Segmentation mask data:
<<<<
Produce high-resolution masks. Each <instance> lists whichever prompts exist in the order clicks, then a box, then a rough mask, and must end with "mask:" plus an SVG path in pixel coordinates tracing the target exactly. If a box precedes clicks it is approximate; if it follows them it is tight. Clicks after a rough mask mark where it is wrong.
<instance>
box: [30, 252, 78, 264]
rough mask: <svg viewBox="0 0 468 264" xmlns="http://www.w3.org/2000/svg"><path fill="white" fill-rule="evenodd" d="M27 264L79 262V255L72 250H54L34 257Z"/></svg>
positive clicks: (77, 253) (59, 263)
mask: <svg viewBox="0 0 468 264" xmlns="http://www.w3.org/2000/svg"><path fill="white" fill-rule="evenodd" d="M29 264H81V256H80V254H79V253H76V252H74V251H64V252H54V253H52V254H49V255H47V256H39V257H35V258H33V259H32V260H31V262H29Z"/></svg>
>>>>
> [About this exercise]:
Only the lines from the one containing "box: [30, 252, 78, 264]" through the end of the entries above belong in the answer; repeat them exactly.

> [Reply]:
box: [30, 252, 78, 264]
rough mask: <svg viewBox="0 0 468 264" xmlns="http://www.w3.org/2000/svg"><path fill="white" fill-rule="evenodd" d="M27 264L79 262V255L72 250H54L34 257Z"/></svg>
positive clicks: (77, 253) (59, 263)
mask: <svg viewBox="0 0 468 264" xmlns="http://www.w3.org/2000/svg"><path fill="white" fill-rule="evenodd" d="M29 264H81V256H80V254H79V253H76V252H74V251H64V252H54V253H52V254H49V255H47V256H39V257H35V258H33V259H32V260H31V262H29Z"/></svg>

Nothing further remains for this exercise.